* TEXTO FORNECIDO:

----

O NORDESTE BRASILEIRO

Habitado há tempos imemoriais que remontam à pré-história, a região foi o palco do descobrimento do Brasil. Ao aportar na cidade baiana de Porto Seguro, no longínquo 22 de abril de 1500, Pedro Álvares Cabral descobriu o Nordeste, tornando a região o berço da colonização portuguesa no país.

Ali abrolhou o Brasil, engatinhando-se em seguida para outros confins. Ali nasceu o nome Brasil. Assim, o Brasil é uma extensão do Nordeste e não o oposto, como muitos acreditam, como os livros de história insistem nessa cristalização.

O Nordeste é a mais autêntica região do continente brasileiro. Idolatrada em prosa e verso por seus filhos mais ilustres; exaltada em denodos infindáveis por seus analfabetos e intelectuais: de Patativa do Assaré a Rui Barbosa. Aqui, mesmo a chaga do analfabetismo - não por opção ou por má vontade de instruir-se, mas, exclusivamente, por falta de condições ou de oportunidades - pode não significar exclusão. Pode significar ser um Patativa, um Gonzagão, um Jackson (o dos pandeiros)... Ou seja, ser um ser de outro planeta...

----

* CONJUNTO DE ENTRADAS:

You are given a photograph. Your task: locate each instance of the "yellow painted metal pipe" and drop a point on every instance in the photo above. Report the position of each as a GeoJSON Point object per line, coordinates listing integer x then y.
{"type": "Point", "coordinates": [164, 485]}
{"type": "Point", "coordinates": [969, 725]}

----

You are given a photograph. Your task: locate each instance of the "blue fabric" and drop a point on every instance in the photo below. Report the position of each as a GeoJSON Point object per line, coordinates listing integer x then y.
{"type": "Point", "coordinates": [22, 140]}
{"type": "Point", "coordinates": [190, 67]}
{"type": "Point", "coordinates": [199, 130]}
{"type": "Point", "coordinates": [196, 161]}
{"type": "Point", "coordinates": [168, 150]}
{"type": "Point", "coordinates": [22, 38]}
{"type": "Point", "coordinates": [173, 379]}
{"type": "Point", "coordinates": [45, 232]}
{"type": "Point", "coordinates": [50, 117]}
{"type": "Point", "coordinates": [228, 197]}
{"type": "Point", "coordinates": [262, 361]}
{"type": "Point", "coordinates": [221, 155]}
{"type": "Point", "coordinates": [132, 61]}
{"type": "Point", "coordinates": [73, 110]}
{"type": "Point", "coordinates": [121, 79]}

----

* INSTRUÇÕES:
[1] Segundo o texto sobre o Nordeste, em que data Pedro Álvares Cabral aportou em Porto Seguro?
[2] Transcreva do texto sobre o Nordeste o trecho que começa em "Ali abrolhou o" e termina em "insistem nessa cristalização.".
[3] Por favor, reescreva de forma mais breve o parágrafo do texto sobre o Nordeste que começa com "Habitado há tempos imemoriais", mantendo os fatos principais.
As entradas não são necessárias para realizar as tarefas.

* RESPOSTAS:
[1] Em 22 de abril de 1500.

[2]
Ali abrolhou o Brasil, engatinhando-se em seguida para outros confins. Ali nasceu o nome Brasil. Assim, o Brasil é uma extensão do Nordeste e não o oposto, como muitos acreditam, como os livros de história insistem nessa cristalização.

[3] Habitada desde a pré-história, a região foi palco do descobrimento do Brasil. Em 22 de abril de 1500, Pedro Álvares Cabral aportou em Porto Seguro, na Bahia, e descobriu o Nordeste, que se tornou o berço da colonização portuguesa no país.